Give the listing below as a Markdown table with two columns, "Row" for the row number and "Text" for the line, leaving out any blank lines.

:::::

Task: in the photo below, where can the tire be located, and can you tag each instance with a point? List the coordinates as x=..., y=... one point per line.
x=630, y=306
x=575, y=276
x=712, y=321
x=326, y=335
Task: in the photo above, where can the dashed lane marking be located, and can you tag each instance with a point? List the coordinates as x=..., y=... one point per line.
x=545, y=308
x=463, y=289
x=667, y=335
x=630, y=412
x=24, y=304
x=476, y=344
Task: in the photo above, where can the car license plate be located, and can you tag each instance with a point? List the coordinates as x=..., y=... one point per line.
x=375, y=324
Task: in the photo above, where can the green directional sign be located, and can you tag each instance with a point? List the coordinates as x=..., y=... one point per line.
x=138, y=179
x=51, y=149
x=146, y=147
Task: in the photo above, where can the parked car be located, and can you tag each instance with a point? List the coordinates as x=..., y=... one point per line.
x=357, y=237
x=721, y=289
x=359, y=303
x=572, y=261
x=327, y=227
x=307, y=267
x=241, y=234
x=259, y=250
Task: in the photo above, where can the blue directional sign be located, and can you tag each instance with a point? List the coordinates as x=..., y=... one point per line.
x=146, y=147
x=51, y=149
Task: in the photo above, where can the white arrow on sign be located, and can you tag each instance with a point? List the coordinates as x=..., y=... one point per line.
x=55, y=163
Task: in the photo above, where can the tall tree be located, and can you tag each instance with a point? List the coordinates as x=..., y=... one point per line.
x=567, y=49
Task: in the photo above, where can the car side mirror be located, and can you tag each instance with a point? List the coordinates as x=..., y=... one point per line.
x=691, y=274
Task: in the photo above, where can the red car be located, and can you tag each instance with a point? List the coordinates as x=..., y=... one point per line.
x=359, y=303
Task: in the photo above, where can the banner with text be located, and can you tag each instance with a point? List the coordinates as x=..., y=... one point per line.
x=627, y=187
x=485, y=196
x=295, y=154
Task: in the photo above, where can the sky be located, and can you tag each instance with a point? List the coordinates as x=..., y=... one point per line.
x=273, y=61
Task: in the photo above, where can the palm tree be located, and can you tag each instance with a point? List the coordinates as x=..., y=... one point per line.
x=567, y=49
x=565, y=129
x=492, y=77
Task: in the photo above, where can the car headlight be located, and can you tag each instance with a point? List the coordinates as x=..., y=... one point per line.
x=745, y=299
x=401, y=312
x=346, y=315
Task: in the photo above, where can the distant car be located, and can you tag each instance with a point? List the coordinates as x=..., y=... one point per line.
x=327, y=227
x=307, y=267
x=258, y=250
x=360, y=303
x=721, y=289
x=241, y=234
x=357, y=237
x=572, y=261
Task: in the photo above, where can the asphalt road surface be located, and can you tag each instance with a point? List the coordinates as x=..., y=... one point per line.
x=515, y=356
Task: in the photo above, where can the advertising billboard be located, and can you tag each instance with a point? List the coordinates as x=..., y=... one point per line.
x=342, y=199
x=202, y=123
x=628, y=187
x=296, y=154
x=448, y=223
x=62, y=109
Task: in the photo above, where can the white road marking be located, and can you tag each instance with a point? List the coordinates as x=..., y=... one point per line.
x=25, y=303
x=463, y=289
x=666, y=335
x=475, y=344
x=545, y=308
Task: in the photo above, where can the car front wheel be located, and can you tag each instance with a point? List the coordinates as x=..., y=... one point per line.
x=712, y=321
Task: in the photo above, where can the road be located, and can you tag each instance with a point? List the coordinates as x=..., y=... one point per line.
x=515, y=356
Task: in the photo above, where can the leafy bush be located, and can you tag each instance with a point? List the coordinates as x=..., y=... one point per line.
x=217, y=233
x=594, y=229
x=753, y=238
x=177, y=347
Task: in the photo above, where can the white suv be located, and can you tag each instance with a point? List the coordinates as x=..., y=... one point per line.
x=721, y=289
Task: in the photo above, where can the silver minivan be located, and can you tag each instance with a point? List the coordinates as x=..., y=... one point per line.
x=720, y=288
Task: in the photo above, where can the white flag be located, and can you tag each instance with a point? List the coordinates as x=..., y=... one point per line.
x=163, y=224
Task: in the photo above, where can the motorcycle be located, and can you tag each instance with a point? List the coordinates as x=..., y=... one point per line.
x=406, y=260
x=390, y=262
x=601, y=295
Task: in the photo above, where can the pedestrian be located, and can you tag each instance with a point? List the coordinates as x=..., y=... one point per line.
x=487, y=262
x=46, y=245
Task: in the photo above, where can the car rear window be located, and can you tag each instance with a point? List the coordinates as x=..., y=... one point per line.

:::::

Solution to this exercise -
| Row | Text |
|---|---|
| 1 | Task: in the photo below, where can the tire be located, and can you tag each instance with a point? List the coordinates as x=..., y=... one point per line. |
| 2 | x=630, y=306 |
| 3 | x=575, y=276 |
| 4 | x=712, y=321 |
| 5 | x=326, y=335 |
| 6 | Task: in the photo above, where can the dashed lane marking be located, and can you tag each instance with a point? List the coordinates as x=..., y=... one point per line. |
| 7 | x=545, y=308 |
| 8 | x=463, y=289 |
| 9 | x=667, y=335 |
| 10 | x=630, y=412 |
| 11 | x=24, y=304 |
| 12 | x=476, y=344 |
| 13 | Task: in the photo above, where can the car license plate be located, and can you tag each instance with a point? List the coordinates as x=..., y=... one point per line. |
| 14 | x=375, y=324 |
| 15 | Task: in the photo above, where can the green directional sign be located, and can you tag each instance with a point? List the coordinates as x=..., y=... one point per line. |
| 16 | x=138, y=179 |
| 17 | x=51, y=149 |
| 18 | x=146, y=147 |
| 19 | Task: in the photo above, where can the parked car be located, and can you tag each instance with a point? List the coordinates as x=..., y=... one point per line. |
| 20 | x=357, y=237 |
| 21 | x=721, y=289 |
| 22 | x=359, y=303 |
| 23 | x=572, y=261 |
| 24 | x=327, y=227 |
| 25 | x=307, y=267 |
| 26 | x=241, y=234 |
| 27 | x=259, y=250 |
| 28 | Task: in the photo above, where can the blue directional sign be located, and can you tag each instance with a point? List the coordinates as x=..., y=... one point per line. |
| 29 | x=146, y=147 |
| 30 | x=51, y=149 |
| 31 | Task: in the photo above, where can the white arrow on sign be located, and can you tag each instance with a point? List the coordinates as x=..., y=... one point per line. |
| 32 | x=55, y=163 |
| 33 | Task: in the photo above, where can the tall tree be located, and can you tag each instance with a point? List the coordinates as x=..., y=... one point per line. |
| 34 | x=567, y=49 |
| 35 | Task: in the photo above, where can the car side mirror be located, and can you tag each instance with a point? List the coordinates as x=..., y=... one point per line. |
| 36 | x=691, y=274 |
| 37 | Task: in the photo above, where can the red car be located, and can you tag each instance with a point? List the coordinates as x=..., y=... one point per line. |
| 38 | x=359, y=303 |
| 39 | Task: in the photo above, where can the banner with text be located, and can you tag each instance with a point? List the coordinates as x=..., y=... one point per line. |
| 40 | x=627, y=187 |
| 41 | x=485, y=196 |
| 42 | x=295, y=154 |
| 43 | Task: in the photo above, where can the sky be located, and can you tag each instance with a point? List the coordinates as x=..., y=... one point per line. |
| 44 | x=273, y=61 |
| 45 | Task: in the photo above, where can the palm tree be located, and can you tag each instance with a point? List the coordinates as x=..., y=... one point per line. |
| 46 | x=567, y=49 |
| 47 | x=565, y=129 |
| 48 | x=492, y=77 |
| 49 | Task: in the photo above, where can the car headlight be located, and can you tag each instance with a point? List the coordinates as x=..., y=... one point per line. |
| 50 | x=745, y=299 |
| 51 | x=401, y=312 |
| 52 | x=346, y=315 |
| 53 | Task: in the photo above, where can the distant car be located, and can you tag each instance with a point? List the coordinates as x=..., y=... one point per line. |
| 54 | x=327, y=227 |
| 55 | x=307, y=267 |
| 56 | x=258, y=250 |
| 57 | x=360, y=303 |
| 58 | x=721, y=289 |
| 59 | x=241, y=234 |
| 60 | x=357, y=237 |
| 61 | x=572, y=261 |
| 62 | Task: in the photo above, where can the asphalt road surface be located, and can you tag each instance with a point? List the coordinates as x=..., y=... one point per line. |
| 63 | x=515, y=356 |
| 64 | Task: in the photo above, where can the advertising billboard be located, and can you tag each instance with a point? List the coordinates as x=..., y=... one point per line. |
| 65 | x=342, y=199 |
| 66 | x=202, y=123 |
| 67 | x=628, y=187 |
| 68 | x=296, y=154 |
| 69 | x=448, y=223 |
| 70 | x=62, y=109 |
| 71 | Task: in the photo above, where can the white road marking be located, and can you tag each instance with a point? List the coordinates as x=..., y=... one point per line. |
| 72 | x=25, y=303 |
| 73 | x=463, y=289 |
| 74 | x=666, y=335 |
| 75 | x=475, y=344 |
| 76 | x=545, y=308 |
| 77 | Task: in the photo above, where can the car front wheel be located, and can you tag each instance with a point? List the coordinates as x=..., y=... one point per line. |
| 78 | x=712, y=321 |
| 79 | Task: in the photo above, where can the road be located, and can you tag each instance with a point? List the coordinates as x=..., y=... one point per line. |
| 80 | x=515, y=356 |
| 81 | Task: in the photo above, where can the leafy bush be located, and can you tag each instance with a point? List the coordinates as x=..., y=... one point per line. |
| 82 | x=217, y=233 |
| 83 | x=594, y=229 |
| 84 | x=753, y=238 |
| 85 | x=177, y=347 |
| 86 | Task: in the photo above, where can the white suv be located, and can you tag each instance with a point? List the coordinates as x=..., y=... one point per line. |
| 87 | x=721, y=289 |
| 88 | Task: in the photo above, where can the silver minivan be located, and can you tag each instance with a point? List the coordinates as x=..., y=... one point per line. |
| 89 | x=720, y=288 |
| 90 | Task: in the photo above, where can the white flag be located, and can you tag each instance with a point? List the coordinates as x=..., y=... one point per line. |
| 91 | x=163, y=224 |
| 92 | Task: in the photo above, where can the motorcycle be located, and can you tag each instance with a point? List the coordinates as x=..., y=... one point per line. |
| 93 | x=406, y=260 |
| 94 | x=390, y=262 |
| 95 | x=601, y=295 |
| 96 | Task: in the photo above, where can the pedestrian be located, and can you tag each instance with a point? List the coordinates as x=..., y=... one point per line. |
| 97 | x=487, y=262 |
| 98 | x=46, y=245 |
| 99 | Task: in the photo above, where can the car rear window be located, and can you tag each instance with a point? List the coordinates as x=..., y=... one point per line. |